YOUR OBJECTIVE: Recast the items below as a JSON list of strings, one string per line with blank lines dropped, covering everything from the line containing "Looking at the photo above, is there any left" down to the line containing "Looking at the photo above, is there any shoulder".

SUPPLIED DATA:
::::::::

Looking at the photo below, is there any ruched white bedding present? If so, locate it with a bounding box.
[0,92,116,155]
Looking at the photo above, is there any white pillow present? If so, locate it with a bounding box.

::::::::

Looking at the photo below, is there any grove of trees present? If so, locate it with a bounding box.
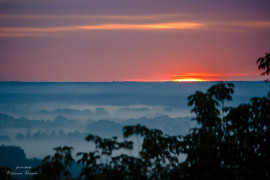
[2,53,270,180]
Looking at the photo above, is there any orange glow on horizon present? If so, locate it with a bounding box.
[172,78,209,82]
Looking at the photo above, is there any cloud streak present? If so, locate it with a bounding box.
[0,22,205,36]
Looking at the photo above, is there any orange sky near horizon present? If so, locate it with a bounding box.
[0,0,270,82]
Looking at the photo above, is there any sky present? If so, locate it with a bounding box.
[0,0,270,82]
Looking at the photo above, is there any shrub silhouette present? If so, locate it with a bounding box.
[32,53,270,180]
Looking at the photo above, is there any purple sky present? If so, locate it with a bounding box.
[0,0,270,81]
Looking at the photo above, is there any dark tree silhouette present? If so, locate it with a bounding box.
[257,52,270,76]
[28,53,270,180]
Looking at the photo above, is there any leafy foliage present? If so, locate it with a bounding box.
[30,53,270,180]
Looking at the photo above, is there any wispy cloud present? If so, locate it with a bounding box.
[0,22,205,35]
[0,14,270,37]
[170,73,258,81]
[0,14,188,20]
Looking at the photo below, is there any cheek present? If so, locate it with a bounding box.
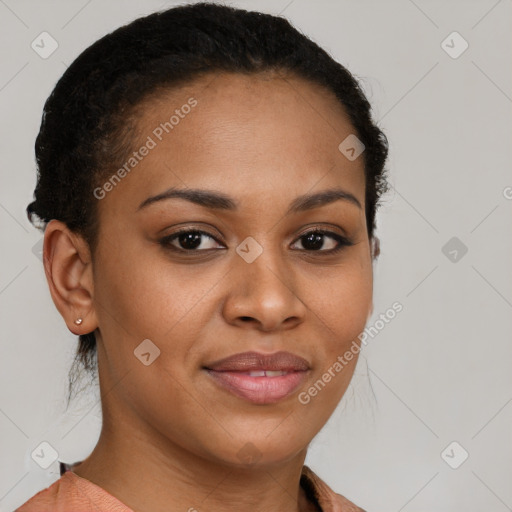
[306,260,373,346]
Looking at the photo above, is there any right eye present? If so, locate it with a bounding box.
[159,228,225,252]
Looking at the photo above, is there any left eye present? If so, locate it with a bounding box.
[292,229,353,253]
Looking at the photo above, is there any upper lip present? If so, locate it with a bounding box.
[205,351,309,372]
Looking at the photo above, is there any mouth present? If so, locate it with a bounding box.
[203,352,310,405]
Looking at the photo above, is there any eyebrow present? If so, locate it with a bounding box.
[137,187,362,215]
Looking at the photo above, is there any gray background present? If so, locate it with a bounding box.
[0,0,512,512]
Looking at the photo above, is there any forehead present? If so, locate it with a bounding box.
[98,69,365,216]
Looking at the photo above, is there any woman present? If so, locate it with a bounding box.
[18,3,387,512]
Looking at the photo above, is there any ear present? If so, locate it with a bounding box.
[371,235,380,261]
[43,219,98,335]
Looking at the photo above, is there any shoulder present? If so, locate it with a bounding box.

::::::::

SOLUTION:
[
  "Looking at the photo above, is there any left eye present? If so, locate it with a bounding box.",
  "[292,229,353,253]",
  "Looking at the photo above, is there any upper lip present? If so, locate it with a bounding box.",
  "[205,351,309,372]",
  "Looking at the photo above, is there any mouth present? If so, locate it with a bounding box.",
  "[203,352,310,405]",
  "Looking at the photo above, is there any eyebrow present? If so, locate it with a bounding box.",
  "[137,187,362,215]",
  "Looking at the photo above, is there any gray background present? If so, locate it with a bounding box.",
  "[0,0,512,512]",
  "Looking at the photo above, is there any forehead present? If so, locate it with a bounding box.",
  "[98,69,365,216]",
  "Looking at the photo above, is there any woman present? If so, locate it with a bounding box.",
  "[18,3,387,512]",
  "Looking at the photo above, is there any ear present? If so, locate it with a bounding box.",
  "[371,235,380,261]",
  "[43,219,98,335]",
  "Looking at the photo above, is there any shoulder present? If so, locate it with a bounding box."
]